### [Exercise]
Render all of the data below as a numbered list, omitting any blank lines.
###
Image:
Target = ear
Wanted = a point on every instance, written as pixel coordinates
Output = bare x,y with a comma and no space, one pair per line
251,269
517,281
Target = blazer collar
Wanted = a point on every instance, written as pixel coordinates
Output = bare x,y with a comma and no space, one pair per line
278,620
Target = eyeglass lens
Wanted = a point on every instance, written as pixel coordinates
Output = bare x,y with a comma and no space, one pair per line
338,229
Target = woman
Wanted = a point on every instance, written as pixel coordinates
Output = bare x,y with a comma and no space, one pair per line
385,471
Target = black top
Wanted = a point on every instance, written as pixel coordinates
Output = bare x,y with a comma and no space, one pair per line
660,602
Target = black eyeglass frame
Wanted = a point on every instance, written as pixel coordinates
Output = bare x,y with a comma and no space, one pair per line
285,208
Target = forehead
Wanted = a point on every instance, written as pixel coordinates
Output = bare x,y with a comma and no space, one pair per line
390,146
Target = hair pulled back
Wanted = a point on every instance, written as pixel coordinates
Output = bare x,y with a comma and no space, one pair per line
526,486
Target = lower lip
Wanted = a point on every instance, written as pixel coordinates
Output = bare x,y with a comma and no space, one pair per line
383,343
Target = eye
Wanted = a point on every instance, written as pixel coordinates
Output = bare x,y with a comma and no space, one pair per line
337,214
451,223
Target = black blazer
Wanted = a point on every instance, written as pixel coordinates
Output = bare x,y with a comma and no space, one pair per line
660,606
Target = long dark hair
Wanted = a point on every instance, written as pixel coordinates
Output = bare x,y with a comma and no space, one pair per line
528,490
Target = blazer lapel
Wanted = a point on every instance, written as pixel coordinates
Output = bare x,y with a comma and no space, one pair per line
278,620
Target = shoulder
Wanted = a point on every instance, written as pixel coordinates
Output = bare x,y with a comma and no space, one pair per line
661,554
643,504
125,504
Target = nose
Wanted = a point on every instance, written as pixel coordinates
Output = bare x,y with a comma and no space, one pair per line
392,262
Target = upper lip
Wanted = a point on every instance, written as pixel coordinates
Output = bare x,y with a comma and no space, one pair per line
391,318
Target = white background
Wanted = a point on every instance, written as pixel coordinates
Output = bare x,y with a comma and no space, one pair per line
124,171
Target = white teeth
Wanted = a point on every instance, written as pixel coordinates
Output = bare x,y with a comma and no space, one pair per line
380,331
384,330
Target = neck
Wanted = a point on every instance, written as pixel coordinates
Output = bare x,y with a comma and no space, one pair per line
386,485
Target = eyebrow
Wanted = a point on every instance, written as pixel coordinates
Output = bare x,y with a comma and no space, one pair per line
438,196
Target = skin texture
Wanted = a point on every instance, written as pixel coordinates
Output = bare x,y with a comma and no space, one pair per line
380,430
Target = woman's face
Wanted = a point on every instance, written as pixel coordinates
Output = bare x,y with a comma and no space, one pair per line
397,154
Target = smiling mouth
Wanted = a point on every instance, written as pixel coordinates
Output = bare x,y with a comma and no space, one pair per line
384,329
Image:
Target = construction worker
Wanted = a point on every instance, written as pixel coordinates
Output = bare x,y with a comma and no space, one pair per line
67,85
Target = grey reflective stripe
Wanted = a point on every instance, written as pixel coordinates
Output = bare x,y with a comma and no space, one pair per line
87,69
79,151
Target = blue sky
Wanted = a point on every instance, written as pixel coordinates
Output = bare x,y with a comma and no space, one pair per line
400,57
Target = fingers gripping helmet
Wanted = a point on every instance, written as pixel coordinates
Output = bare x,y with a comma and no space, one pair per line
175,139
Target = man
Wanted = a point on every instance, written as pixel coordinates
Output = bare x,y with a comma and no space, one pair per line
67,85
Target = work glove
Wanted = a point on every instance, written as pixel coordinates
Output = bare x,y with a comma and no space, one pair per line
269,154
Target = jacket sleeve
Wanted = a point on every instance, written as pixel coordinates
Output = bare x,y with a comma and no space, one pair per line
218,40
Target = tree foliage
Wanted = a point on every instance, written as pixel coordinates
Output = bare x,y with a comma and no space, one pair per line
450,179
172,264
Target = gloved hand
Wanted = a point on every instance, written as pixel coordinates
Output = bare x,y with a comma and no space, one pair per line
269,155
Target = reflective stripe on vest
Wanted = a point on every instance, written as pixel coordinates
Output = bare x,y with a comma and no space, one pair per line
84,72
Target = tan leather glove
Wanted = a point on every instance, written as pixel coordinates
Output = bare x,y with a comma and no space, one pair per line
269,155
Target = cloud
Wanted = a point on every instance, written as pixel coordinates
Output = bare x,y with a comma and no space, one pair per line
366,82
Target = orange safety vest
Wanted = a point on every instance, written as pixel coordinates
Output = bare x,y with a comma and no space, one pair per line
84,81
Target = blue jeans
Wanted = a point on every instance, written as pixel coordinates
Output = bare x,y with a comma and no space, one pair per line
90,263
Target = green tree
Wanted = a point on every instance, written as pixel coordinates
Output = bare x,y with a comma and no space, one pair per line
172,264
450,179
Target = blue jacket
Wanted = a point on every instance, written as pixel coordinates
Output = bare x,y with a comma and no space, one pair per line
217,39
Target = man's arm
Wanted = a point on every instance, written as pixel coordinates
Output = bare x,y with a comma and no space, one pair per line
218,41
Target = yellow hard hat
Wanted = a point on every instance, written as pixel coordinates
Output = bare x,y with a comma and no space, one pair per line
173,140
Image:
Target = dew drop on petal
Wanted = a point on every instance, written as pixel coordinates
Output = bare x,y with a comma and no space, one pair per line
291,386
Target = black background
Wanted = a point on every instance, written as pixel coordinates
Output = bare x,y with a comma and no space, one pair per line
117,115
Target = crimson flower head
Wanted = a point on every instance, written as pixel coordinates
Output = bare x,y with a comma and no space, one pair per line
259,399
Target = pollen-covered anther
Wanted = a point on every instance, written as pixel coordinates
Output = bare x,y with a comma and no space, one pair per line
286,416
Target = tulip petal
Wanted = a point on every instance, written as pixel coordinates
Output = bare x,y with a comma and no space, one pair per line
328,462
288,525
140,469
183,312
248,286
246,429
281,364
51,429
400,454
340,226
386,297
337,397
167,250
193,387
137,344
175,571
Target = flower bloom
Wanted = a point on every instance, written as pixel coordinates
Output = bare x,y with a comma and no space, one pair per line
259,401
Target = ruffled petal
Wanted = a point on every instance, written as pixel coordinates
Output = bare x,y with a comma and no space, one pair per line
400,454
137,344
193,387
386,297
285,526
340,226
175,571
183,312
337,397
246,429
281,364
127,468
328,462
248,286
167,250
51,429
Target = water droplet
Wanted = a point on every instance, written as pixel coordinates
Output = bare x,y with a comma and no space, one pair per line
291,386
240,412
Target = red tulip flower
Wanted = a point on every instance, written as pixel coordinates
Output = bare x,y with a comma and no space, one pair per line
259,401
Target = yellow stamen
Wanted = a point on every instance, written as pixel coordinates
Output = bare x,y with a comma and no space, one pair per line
###
### [Exercise solution]
1. Image:
2. Target = ear
3. Wanted = a point on every instance, written as pixel coordinates
4. Output = bare x,y with a comma and no space, one pair per line
5. 251,269
6. 517,281
7. Target = blazer collar
8. Wanted = a point on every instance, written as pixel coordinates
9. Output = bare x,y with a comma and no space, one pair per line
10. 278,620
11. Target = eyeglass lens
12. Wanted = a point on every instance, written as pixel coordinates
13. Output = bare x,y with a comma and no space, one pair per line
14. 338,229
15. Target = woman
16. Wanted = a point on every instance, written as pixel coordinates
17. Output = bare x,y with a comma and no space, one pair per line
18. 385,471
19. Target = black top
20. Wanted = a point on every instance, written as pixel coordinates
21. Output = bare x,y with a comma and no space, one pair per line
22. 660,602
23. Target = black eyeglass frame
24. Wanted = a point on every instance, written as pixel coordinates
25. Output = bare x,y with a comma and no space, one pair per line
26. 285,208
27. Target = forehead
28. Wanted = a point on every instance, written as pixel coordinates
29. Output = bare x,y with a comma and no space, one pair per line
30. 390,146
31. Target = hair pulled back
32. Wanted = a point on every instance, written as pixel coordinates
33. Output = bare x,y with a comma and no space, one pair per line
34. 526,486
35. Target = lower lip
36. Wanted = a point on every instance, written as pixel coordinates
37. Output = bare x,y with a comma and no space, one pair per line
38. 383,343
39. Target = eye
40. Wanted = a point on every instance, written as pixel coordinates
41. Output = bare x,y with a comma and no space, one pair per line
42. 337,214
43. 451,223
44. Target = black blazer
45. Wanted = a point on every instance, written as pixel coordinates
46. Output = bare x,y with a comma and no space, one pair per line
47. 660,606
48. Target = long dark hair
49. Wanted = a point on every instance, written as pixel coordinates
50. Output = bare x,y with a comma and no space, one pair per line
51. 528,490
52. Target = blazer lapel
53. Wanted = a point on every instance, written as pixel coordinates
54. Output = bare x,y with a comma and no space, one pair per line
55. 278,620
56. Target = shoulder
57. Wanted = a point on every instance, written as pixel coordinates
58. Output = bare x,y with a comma and no space, one pair per line
59. 661,554
60. 643,504
61. 125,504
62. Target = nose
63. Wanted = a point on every instance, written as pixel coordinates
64. Output = bare x,y with a comma and no space, one pair per line
65. 392,262
66. Target = upper lip
67. Wanted = a point on every instance, written as pixel coordinates
68. Output = bare x,y with a comma and no space, one pair per line
69. 391,318
70. Target = white background
71. Wanted = a point on every instance, written as pixel coordinates
72. Output = bare x,y with a comma and no space, one pair per line
73. 124,171
74. Target = white teeth
75. Wanted = a point on every instance, written as pixel coordinates
76. Output = bare x,y with a comma and no space, one pair per line
77. 380,331
78. 384,330
79. Target = neck
80. Wanted = a point on every instance, written as pixel coordinates
81. Output = bare x,y with a comma and no space, one pair per line
82. 386,485
83. Target = eyebrow
84. Wanted = a point on every instance, written as pixel coordinates
85. Output = bare x,y with a comma and no space, one pair per line
86. 438,196
87. Target = skin texture
88. Wanted = a point on every instance, written as pixel coordinates
89. Output = bare x,y with a comma and no space, one pair per line
90. 380,430
91. Target = woman's face
92. Wanted = a point on every instance, written as pixel coordinates
93. Output = bare x,y with a comma and no space, one pair per line
94. 397,154
95. Target = smiling mouth
96. Wanted = a point on every instance, written as pixel coordinates
97. Output = bare x,y with a comma and no space, one pair per line
98. 384,329
99. Image:
100. Target = construction worker
101. Wanted = a point on every instance, written as pixel coordinates
102. Output = bare x,y with a comma and no space, one pair per line
103. 67,85
104. Target = grey reflective stripe
105. Wanted = a point on every instance, written as pixel coordinates
106. Output = bare x,y with a comma and no space, one pair per line
107. 87,69
108. 79,151
109. Target = blue sky
110. Wanted = a point on every instance, written as pixel coordinates
111. Output = bare x,y with a comma and no space, one pair per line
112. 400,57
113. Target = fingers gripping helmet
114. Wanted = a point on every instance, written as pixel coordinates
115. Output = bare x,y with a comma and no space, one pair per line
116. 175,139
117. Target = man
118. Wanted = a point on every instance, written as pixel coordinates
119. Output = bare x,y with a comma and no space, one pair per line
120. 67,85
121. Target = work glove
122. Wanted = a point on every instance, written as pixel coordinates
123. Output = bare x,y with a comma and no space, one pair per line
124. 269,154
125. Target = jacket sleeve
126. Wanted = a point on every instance, written as pixel coordinates
127. Output = bare x,y with a comma and no space, one pair per line
128. 218,40
129. Target = tree foliage
130. Wanted = a point on every instance, written as pixel coordinates
131. Output = bare x,y with a comma and no space, one pair per line
132. 450,179
133. 172,264
134. Target = gloved hand
135. Wanted = a point on every instance, written as pixel coordinates
136. Output = bare x,y with a comma and no space, one pair per line
137. 269,155
138. Target = reflective stripe on vest
139. Wanted = a point on every instance, written as pixel coordinates
140. Output = bare x,y with a comma and no space, one pair per line
141. 84,72
142. Target = tan leather glove
143. Wanted = a point on every instance, written as pixel coordinates
144. Output = bare x,y with a comma and no space, one pair per line
145. 269,155
146. Target = cloud
147. Wanted = a point on every instance, written as pixel coordinates
148. Output = bare x,y with a comma and no space, one pair per line
149. 366,82
150. Target = orange safety vest
151. Wanted = a point on every instance, written as pixel coordinates
152. Output = bare x,y with a comma and no space, one pair per line
153. 84,81
154. Target = blue jeans
155. Wanted = a point on every instance, written as pixel coordinates
156. Output = bare x,y with a comma and no space, one pair per line
157. 90,263
158. Target = green tree
159. Wanted = a point on every instance, written as pixel coordinates
160. Output = bare x,y with a comma and no space, one pair per line
161. 172,264
162. 450,179
163. Target = blue jacket
164. Wanted = a point on every instance, written as pixel coordinates
165. Output = bare x,y with a comma and no space, one pair per line
166. 217,39
167. Target = man's arm
168. Wanted = a point on every instance, written as pixel coordinates
169. Output = bare x,y with a comma and no space, one pair per line
170. 218,41
171. Target = yellow hard hat
172. Wanted = a point on every instance, written as pixel coordinates
173. Output = bare x,y with a comma and no space, one pair per line
174. 173,140
175. Image:
176. Target = dew drop on petal
177. Wanted = a point on every instance, written as pixel coordinates
178. Output = bare x,y with a comma and no space, one pair per line
179. 291,386
180. Target = black background
181. Wanted = a point on every instance, written as pixel coordinates
182. Output = bare x,y with a comma and no space, one pair per line
183. 117,115
184. Target = crimson flower head
185. Wanted = a point on every instance, written as pixel coordinates
186. Output = bare x,y with a comma and no space, one pair per line
187. 259,399
188. Target = pollen-covered anther
189. Wanted = a point on every instance, written as pixel coordinates
190. Output = bare x,y with a comma and no space, one pair per line
191. 286,416
192. Target = tulip petal
193. Wanted = a point on every instance, written as pixel coordinates
194. Output = bare x,y with a comma and no space, one pair per line
195. 328,462
196. 288,525
197. 140,469
198. 183,312
199. 248,286
200. 246,429
201. 281,364
202. 51,429
203. 400,454
204. 340,226
205. 386,297
206. 337,397
207. 167,250
208. 193,387
209. 137,344
210. 175,571
211. Target = flower bloom
212. Wanted = a point on every instance, written as pixel coordinates
213. Output = bare x,y with a comma and no space, one pair per line
214. 259,401
215. Target = ruffled petal
216. Wanted = a point on every instance, written as pixel coordinates
217. Output = bare x,y with a comma and no space, one pair per line
218. 400,454
219. 137,344
220. 193,387
221. 386,297
222. 285,526
223. 340,226
224. 175,571
225. 183,312
226. 337,397
227. 246,429
228. 281,364
229. 127,468
230. 328,462
231. 248,286
232. 167,250
233. 51,429
234. Target = water droplet
235. Wanted = a point on every instance, written as pixel coordinates
236. Output = bare x,y with a comma and no space, one pair per line
237. 291,386
238. 240,412
239. Target = red tulip flower
240. Wanted = a point on every instance, written as pixel coordinates
241. Output = bare x,y with a comma and no space, one pair per line
242. 259,401
243. Target = yellow stamen
244. Wanted = a point on every instance, written as pixel coordinates
245. Output = bare x,y with a comma and no space, one pair per line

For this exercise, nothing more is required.